Copy out everything from the line containing "instance of the sky" down to the end of the listing, putting "whole-number pixel values" in place of "integer pixel values" and leaving all else unchanged. Give only those lines.

# start of DATASET CONTENT

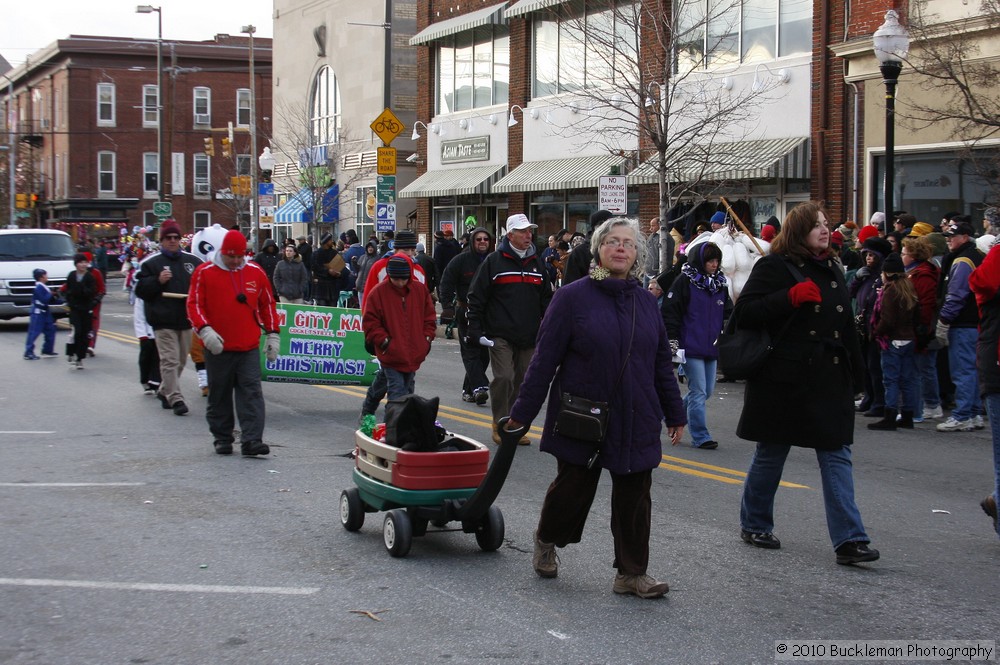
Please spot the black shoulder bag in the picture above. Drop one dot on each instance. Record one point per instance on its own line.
(743, 352)
(587, 420)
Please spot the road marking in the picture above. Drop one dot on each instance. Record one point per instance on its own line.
(740, 475)
(72, 484)
(27, 432)
(183, 588)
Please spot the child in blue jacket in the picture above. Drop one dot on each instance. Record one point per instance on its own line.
(42, 322)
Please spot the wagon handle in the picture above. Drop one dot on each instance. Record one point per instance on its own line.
(488, 490)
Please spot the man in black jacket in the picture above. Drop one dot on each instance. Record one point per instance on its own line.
(507, 299)
(455, 285)
(163, 283)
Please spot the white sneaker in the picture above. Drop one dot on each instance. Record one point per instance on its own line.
(935, 412)
(952, 425)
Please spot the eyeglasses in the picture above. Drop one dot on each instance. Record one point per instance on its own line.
(615, 243)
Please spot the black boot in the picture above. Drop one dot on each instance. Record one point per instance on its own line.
(888, 421)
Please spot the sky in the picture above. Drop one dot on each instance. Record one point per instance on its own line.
(29, 26)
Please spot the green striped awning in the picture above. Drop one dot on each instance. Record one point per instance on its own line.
(452, 26)
(523, 7)
(555, 174)
(740, 160)
(453, 182)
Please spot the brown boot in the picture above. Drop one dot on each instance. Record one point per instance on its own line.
(643, 586)
(545, 559)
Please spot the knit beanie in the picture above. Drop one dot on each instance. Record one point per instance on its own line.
(398, 266)
(867, 232)
(893, 263)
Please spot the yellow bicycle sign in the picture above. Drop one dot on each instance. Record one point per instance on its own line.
(387, 126)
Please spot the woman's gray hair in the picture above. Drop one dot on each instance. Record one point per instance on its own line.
(602, 232)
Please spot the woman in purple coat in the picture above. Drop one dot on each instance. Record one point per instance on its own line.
(603, 339)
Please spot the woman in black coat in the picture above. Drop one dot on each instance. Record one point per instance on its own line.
(80, 292)
(811, 376)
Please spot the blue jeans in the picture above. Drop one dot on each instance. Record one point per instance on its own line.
(962, 360)
(897, 376)
(399, 384)
(993, 409)
(925, 378)
(843, 519)
(700, 373)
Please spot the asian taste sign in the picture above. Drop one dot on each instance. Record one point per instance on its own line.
(612, 194)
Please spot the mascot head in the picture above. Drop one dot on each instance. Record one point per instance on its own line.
(206, 241)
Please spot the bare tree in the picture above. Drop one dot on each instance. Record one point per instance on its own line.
(959, 80)
(318, 149)
(659, 83)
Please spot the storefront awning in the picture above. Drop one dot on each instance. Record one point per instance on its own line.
(554, 174)
(523, 7)
(453, 26)
(454, 182)
(741, 160)
(298, 208)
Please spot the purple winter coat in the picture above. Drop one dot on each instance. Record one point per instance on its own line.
(582, 343)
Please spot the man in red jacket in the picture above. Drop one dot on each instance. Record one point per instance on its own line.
(399, 322)
(230, 303)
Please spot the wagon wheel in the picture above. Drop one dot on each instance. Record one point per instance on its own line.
(489, 533)
(352, 509)
(397, 532)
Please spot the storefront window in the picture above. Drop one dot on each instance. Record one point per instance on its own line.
(931, 184)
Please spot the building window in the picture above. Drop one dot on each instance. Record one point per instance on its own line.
(473, 69)
(202, 219)
(243, 107)
(715, 33)
(105, 104)
(202, 106)
(202, 182)
(150, 106)
(243, 164)
(325, 109)
(106, 172)
(150, 173)
(566, 59)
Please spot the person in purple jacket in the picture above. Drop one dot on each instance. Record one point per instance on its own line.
(603, 339)
(693, 312)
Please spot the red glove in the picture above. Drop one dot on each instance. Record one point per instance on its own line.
(804, 292)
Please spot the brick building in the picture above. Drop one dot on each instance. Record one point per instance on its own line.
(86, 116)
(511, 124)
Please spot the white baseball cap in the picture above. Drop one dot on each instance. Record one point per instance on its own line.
(518, 222)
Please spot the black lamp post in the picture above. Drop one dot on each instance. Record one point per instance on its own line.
(891, 46)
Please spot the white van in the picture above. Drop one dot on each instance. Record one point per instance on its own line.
(21, 252)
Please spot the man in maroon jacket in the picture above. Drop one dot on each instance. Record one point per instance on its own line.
(399, 322)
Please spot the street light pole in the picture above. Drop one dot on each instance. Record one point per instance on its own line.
(891, 46)
(149, 9)
(255, 213)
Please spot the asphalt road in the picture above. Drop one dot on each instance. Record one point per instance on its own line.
(125, 539)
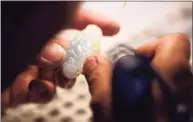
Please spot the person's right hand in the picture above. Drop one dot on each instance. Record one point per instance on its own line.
(171, 61)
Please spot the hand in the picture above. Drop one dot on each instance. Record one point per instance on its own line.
(173, 49)
(35, 84)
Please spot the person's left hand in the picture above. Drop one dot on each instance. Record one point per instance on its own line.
(36, 82)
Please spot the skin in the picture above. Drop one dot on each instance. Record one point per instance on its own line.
(98, 70)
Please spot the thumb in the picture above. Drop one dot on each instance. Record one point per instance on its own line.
(98, 72)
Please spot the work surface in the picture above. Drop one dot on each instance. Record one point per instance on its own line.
(141, 22)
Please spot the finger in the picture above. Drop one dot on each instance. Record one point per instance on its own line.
(62, 81)
(83, 17)
(98, 71)
(52, 55)
(19, 89)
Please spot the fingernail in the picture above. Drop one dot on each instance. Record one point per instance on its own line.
(90, 64)
(53, 53)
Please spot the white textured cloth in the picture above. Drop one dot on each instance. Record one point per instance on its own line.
(141, 22)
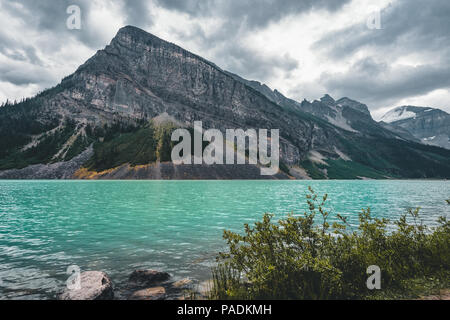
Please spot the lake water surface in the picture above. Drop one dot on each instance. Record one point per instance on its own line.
(175, 226)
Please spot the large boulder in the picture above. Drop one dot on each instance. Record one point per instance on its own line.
(95, 285)
(146, 278)
(157, 293)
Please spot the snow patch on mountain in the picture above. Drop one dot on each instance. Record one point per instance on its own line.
(398, 114)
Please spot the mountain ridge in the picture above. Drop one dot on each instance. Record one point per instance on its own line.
(110, 100)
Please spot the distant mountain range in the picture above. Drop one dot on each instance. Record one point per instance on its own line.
(428, 125)
(113, 118)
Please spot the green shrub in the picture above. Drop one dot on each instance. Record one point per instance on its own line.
(307, 257)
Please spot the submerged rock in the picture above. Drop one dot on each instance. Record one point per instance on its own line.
(183, 284)
(157, 293)
(148, 277)
(95, 285)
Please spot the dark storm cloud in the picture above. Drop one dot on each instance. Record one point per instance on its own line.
(255, 13)
(50, 18)
(378, 83)
(418, 27)
(17, 51)
(241, 17)
(407, 25)
(30, 75)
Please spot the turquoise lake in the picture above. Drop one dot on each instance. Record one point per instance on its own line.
(174, 226)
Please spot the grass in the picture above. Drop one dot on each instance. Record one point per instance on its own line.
(308, 257)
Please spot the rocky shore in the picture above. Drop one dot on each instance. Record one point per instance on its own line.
(141, 285)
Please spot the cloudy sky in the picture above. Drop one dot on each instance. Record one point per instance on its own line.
(303, 48)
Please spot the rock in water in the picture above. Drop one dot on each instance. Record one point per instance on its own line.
(95, 285)
(148, 277)
(183, 284)
(158, 293)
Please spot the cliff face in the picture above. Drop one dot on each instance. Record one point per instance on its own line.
(139, 77)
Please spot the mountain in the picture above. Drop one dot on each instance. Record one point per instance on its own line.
(430, 126)
(113, 118)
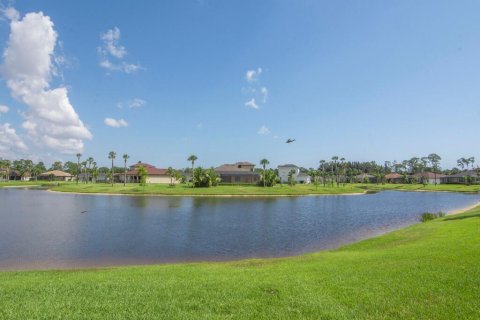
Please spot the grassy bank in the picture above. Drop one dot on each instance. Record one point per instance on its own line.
(182, 189)
(421, 187)
(427, 271)
(25, 183)
(278, 190)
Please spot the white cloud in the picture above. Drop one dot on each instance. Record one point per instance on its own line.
(264, 93)
(110, 43)
(263, 130)
(122, 66)
(251, 103)
(51, 120)
(112, 48)
(136, 103)
(132, 104)
(10, 143)
(11, 13)
(252, 75)
(114, 123)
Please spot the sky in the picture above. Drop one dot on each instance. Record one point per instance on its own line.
(232, 80)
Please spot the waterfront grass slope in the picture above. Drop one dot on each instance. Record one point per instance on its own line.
(252, 190)
(426, 271)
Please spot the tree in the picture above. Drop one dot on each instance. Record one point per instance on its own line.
(112, 155)
(313, 174)
(143, 175)
(291, 177)
(264, 163)
(57, 165)
(462, 162)
(334, 169)
(90, 161)
(269, 178)
(94, 172)
(435, 161)
(78, 165)
(70, 167)
(125, 158)
(192, 159)
(323, 163)
(205, 177)
(172, 173)
(38, 169)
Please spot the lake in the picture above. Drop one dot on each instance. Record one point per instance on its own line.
(41, 229)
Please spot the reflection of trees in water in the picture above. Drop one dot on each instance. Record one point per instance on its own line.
(157, 202)
(141, 202)
(199, 202)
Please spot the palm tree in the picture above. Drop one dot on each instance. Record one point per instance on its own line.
(125, 158)
(192, 159)
(90, 161)
(112, 155)
(435, 161)
(78, 165)
(322, 164)
(264, 163)
(334, 167)
(342, 165)
(94, 172)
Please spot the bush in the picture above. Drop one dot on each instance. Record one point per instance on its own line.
(428, 216)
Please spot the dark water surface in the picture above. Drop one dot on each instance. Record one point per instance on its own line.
(40, 229)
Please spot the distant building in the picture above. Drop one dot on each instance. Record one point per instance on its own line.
(468, 176)
(394, 178)
(365, 177)
(428, 177)
(55, 175)
(155, 175)
(300, 177)
(238, 173)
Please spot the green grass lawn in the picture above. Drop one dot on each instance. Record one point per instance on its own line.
(426, 271)
(421, 187)
(299, 189)
(25, 183)
(183, 189)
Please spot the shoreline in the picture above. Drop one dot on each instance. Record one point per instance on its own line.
(90, 265)
(209, 195)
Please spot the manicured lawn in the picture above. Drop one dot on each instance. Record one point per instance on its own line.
(25, 183)
(182, 189)
(421, 187)
(427, 271)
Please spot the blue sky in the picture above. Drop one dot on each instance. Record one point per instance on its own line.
(376, 80)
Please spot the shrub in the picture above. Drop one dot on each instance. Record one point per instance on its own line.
(428, 216)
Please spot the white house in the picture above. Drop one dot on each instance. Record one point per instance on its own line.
(284, 170)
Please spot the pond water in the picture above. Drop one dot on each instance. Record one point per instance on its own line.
(41, 229)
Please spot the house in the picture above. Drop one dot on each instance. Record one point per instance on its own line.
(101, 177)
(16, 175)
(154, 174)
(395, 178)
(284, 171)
(428, 177)
(55, 175)
(238, 173)
(468, 176)
(365, 178)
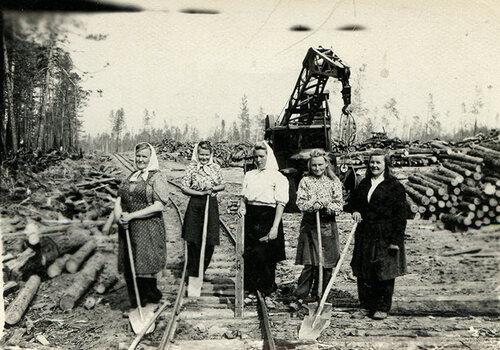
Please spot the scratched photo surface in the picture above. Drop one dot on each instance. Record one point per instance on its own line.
(85, 82)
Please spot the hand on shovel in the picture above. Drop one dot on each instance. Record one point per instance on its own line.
(273, 233)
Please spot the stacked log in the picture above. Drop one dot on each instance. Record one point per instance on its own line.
(463, 191)
(82, 282)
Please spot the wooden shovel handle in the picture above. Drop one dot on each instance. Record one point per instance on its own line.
(320, 255)
(203, 240)
(132, 269)
(337, 269)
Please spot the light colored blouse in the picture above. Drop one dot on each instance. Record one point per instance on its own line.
(375, 182)
(265, 187)
(313, 189)
(199, 179)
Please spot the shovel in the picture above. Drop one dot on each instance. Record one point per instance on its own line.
(194, 284)
(136, 317)
(320, 255)
(319, 316)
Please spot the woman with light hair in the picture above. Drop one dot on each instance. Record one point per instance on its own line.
(201, 182)
(263, 199)
(319, 191)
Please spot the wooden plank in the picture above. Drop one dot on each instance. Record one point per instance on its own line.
(268, 337)
(238, 285)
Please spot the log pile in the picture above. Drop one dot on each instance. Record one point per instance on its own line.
(225, 153)
(54, 214)
(462, 192)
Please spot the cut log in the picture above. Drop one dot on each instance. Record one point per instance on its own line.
(492, 180)
(96, 182)
(464, 158)
(57, 266)
(422, 189)
(450, 173)
(471, 191)
(109, 222)
(438, 189)
(81, 282)
(9, 287)
(18, 307)
(107, 278)
(489, 189)
(491, 152)
(467, 206)
(446, 180)
(458, 169)
(79, 257)
(417, 196)
(475, 168)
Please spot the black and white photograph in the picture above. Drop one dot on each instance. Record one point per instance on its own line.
(254, 175)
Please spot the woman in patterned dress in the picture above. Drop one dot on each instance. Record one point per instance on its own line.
(264, 196)
(202, 180)
(141, 199)
(318, 191)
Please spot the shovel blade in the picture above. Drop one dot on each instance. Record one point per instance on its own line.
(138, 323)
(311, 329)
(194, 286)
(314, 324)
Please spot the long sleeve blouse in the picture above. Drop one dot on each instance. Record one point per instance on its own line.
(323, 189)
(265, 187)
(200, 178)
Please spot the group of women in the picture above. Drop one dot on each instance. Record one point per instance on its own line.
(378, 206)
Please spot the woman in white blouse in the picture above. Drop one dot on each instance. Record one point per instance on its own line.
(264, 196)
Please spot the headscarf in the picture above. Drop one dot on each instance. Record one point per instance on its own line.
(153, 165)
(271, 163)
(206, 167)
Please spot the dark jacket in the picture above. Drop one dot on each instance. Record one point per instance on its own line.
(383, 224)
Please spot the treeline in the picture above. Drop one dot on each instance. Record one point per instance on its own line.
(424, 126)
(42, 94)
(246, 127)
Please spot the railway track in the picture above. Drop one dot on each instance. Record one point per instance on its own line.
(218, 294)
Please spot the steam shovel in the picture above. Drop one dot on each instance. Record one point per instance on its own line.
(195, 283)
(319, 316)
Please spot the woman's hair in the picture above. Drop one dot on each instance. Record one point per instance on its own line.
(388, 165)
(205, 145)
(141, 146)
(320, 153)
(260, 146)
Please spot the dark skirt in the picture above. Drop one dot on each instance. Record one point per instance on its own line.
(261, 257)
(308, 244)
(258, 221)
(192, 230)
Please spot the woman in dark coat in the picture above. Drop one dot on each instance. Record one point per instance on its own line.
(379, 206)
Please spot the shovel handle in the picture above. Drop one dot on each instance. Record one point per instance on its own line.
(320, 255)
(336, 272)
(132, 269)
(203, 240)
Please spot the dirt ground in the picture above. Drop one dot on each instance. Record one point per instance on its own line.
(445, 302)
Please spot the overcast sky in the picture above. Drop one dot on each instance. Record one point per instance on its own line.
(188, 67)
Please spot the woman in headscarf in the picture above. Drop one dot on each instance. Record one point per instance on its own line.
(378, 204)
(318, 191)
(202, 178)
(264, 196)
(141, 199)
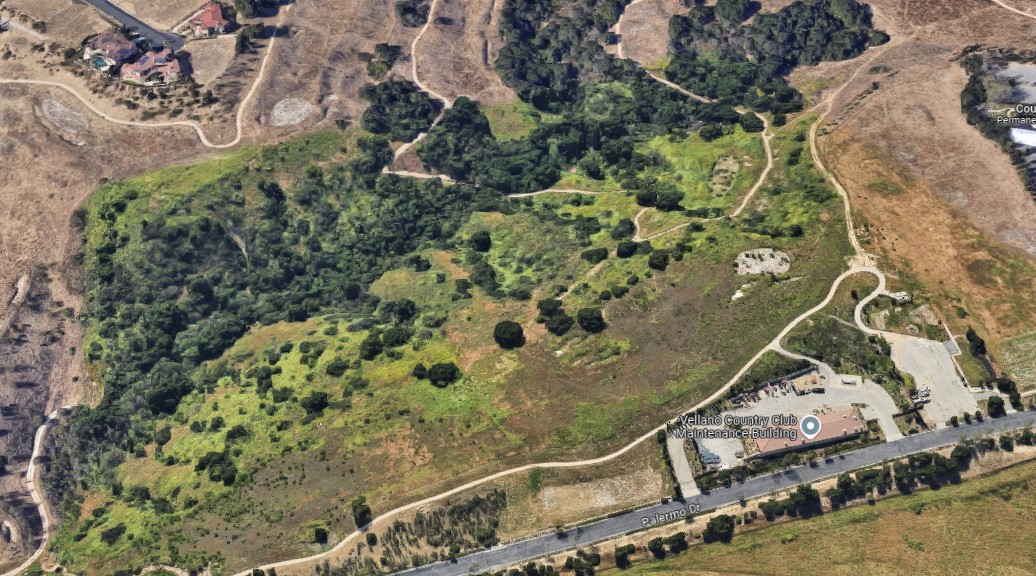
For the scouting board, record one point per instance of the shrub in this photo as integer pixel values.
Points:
(591, 319)
(719, 528)
(481, 240)
(314, 402)
(237, 431)
(559, 323)
(626, 249)
(509, 335)
(337, 367)
(396, 337)
(659, 260)
(371, 346)
(420, 372)
(361, 512)
(442, 374)
(595, 255)
(549, 307)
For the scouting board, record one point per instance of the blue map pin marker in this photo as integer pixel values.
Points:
(810, 426)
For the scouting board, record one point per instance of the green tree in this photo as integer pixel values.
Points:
(659, 260)
(591, 319)
(361, 512)
(481, 240)
(559, 323)
(443, 374)
(996, 406)
(509, 335)
(719, 528)
(371, 346)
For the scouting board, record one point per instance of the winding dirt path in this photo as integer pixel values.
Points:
(31, 480)
(447, 105)
(860, 265)
(238, 121)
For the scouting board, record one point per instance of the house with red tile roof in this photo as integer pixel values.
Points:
(209, 22)
(152, 68)
(109, 50)
(835, 427)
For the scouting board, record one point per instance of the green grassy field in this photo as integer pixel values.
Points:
(673, 337)
(984, 525)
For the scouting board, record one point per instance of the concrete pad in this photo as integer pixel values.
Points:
(681, 466)
(930, 365)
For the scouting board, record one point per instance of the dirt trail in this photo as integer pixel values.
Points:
(238, 121)
(860, 264)
(38, 498)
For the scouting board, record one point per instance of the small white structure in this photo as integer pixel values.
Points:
(1024, 136)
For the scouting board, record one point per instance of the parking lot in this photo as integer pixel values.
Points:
(930, 365)
(876, 403)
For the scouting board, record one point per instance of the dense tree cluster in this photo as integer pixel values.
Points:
(398, 109)
(168, 292)
(412, 12)
(509, 335)
(717, 56)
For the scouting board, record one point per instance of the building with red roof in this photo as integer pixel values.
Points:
(209, 22)
(152, 68)
(109, 50)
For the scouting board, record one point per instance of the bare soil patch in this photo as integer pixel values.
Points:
(40, 360)
(72, 123)
(644, 30)
(290, 112)
(456, 55)
(162, 15)
(763, 260)
(67, 23)
(939, 199)
(321, 64)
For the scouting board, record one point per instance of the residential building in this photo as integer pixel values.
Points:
(109, 50)
(810, 382)
(209, 22)
(152, 68)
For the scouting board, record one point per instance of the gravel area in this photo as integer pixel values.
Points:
(64, 118)
(763, 260)
(290, 112)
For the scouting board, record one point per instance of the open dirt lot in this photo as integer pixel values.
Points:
(937, 198)
(68, 151)
(643, 29)
(319, 63)
(67, 23)
(456, 56)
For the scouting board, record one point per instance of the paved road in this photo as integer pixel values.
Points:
(157, 37)
(617, 525)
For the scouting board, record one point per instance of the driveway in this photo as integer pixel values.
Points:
(879, 404)
(681, 466)
(156, 37)
(540, 546)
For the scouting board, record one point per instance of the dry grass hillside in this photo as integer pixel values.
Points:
(942, 202)
(456, 55)
(40, 360)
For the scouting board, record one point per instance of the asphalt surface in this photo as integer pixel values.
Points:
(610, 527)
(157, 37)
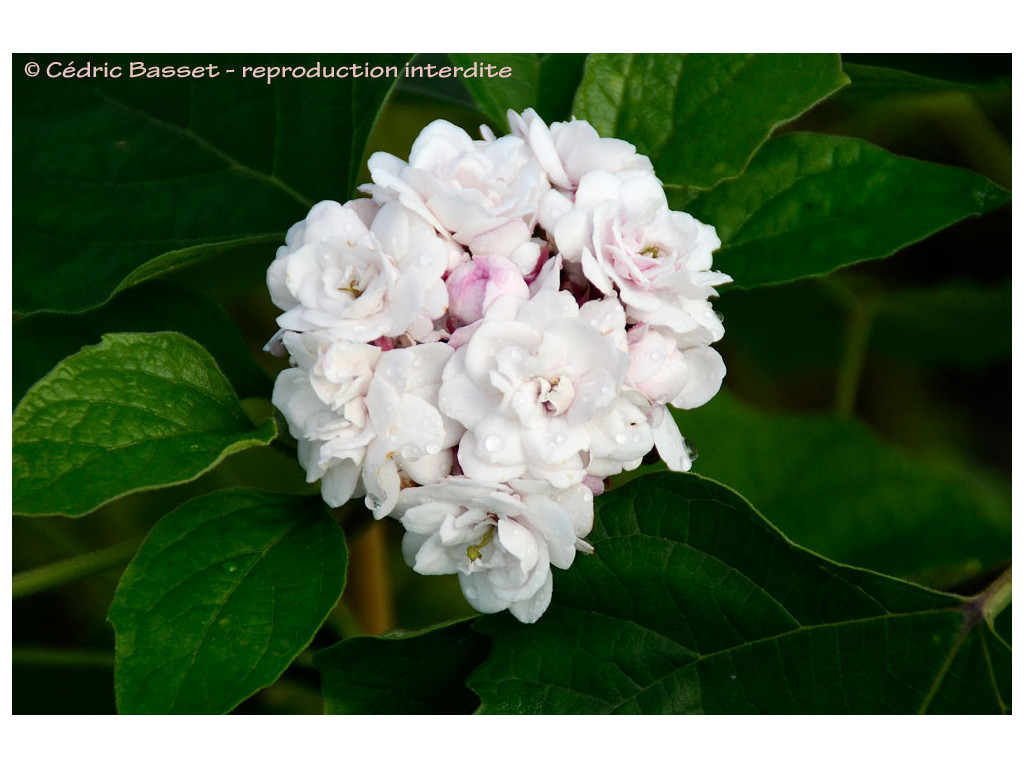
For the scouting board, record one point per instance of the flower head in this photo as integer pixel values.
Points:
(500, 539)
(503, 326)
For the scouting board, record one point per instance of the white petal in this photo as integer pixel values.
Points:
(671, 445)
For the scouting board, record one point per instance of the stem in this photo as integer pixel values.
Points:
(369, 590)
(65, 571)
(996, 596)
(59, 657)
(858, 333)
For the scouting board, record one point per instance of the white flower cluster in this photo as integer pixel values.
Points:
(489, 336)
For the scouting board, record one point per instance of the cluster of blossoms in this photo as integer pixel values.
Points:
(498, 329)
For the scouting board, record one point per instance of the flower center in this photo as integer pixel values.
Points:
(473, 550)
(555, 394)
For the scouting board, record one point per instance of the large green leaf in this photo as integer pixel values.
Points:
(546, 82)
(421, 673)
(693, 603)
(833, 485)
(113, 173)
(42, 340)
(220, 598)
(134, 412)
(868, 81)
(809, 204)
(699, 117)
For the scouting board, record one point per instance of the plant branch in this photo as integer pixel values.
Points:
(30, 656)
(858, 332)
(65, 571)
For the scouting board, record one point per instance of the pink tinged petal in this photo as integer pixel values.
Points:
(380, 476)
(478, 463)
(593, 270)
(424, 517)
(502, 240)
(464, 401)
(480, 594)
(433, 558)
(477, 284)
(671, 445)
(594, 393)
(595, 484)
(555, 444)
(548, 278)
(532, 608)
(488, 339)
(553, 521)
(518, 542)
(572, 233)
(339, 482)
(706, 371)
(429, 469)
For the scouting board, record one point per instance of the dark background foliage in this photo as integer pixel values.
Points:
(887, 383)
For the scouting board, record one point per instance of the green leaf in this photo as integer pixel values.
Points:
(220, 598)
(809, 204)
(134, 412)
(420, 673)
(693, 603)
(42, 340)
(833, 485)
(867, 81)
(115, 173)
(961, 324)
(699, 117)
(543, 81)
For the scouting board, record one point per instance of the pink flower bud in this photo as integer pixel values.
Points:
(473, 287)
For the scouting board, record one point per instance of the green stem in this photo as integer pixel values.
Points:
(59, 657)
(858, 333)
(65, 571)
(997, 596)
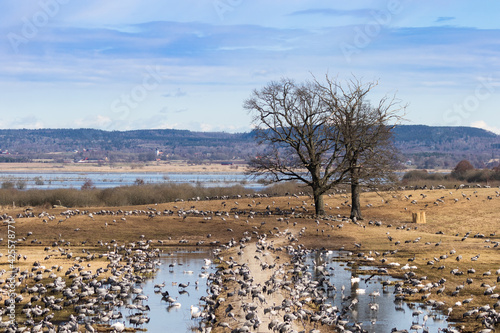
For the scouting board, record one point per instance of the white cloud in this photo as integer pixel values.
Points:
(482, 124)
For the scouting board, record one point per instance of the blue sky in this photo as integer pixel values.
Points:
(130, 64)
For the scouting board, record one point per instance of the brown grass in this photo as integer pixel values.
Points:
(479, 215)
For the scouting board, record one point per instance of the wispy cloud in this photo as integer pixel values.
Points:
(482, 124)
(334, 12)
(444, 19)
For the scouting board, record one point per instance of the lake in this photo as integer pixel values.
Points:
(107, 180)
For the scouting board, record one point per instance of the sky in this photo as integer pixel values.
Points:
(158, 64)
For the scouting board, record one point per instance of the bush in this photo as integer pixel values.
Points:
(461, 169)
(7, 184)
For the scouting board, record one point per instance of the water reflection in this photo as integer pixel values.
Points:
(107, 180)
(368, 298)
(178, 268)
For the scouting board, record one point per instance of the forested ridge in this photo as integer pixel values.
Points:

# end of DATASET CONTENT

• _PROBLEM SOLUTION_
For the scouting board, record one point per instance of the sky in this photo as whole-number pixel values.
Points:
(158, 64)
For the scouting board, record one point per instance of the bush in this photo as whole-number pixel values.
Points:
(461, 169)
(7, 184)
For the scouting board, record one point per instance of the water reflection in this photo as whole-number pixel values.
Points:
(107, 180)
(368, 298)
(178, 268)
For the scouting board, record one point per instance of the forested ridge in this photo as whole-number pixel values.
Points:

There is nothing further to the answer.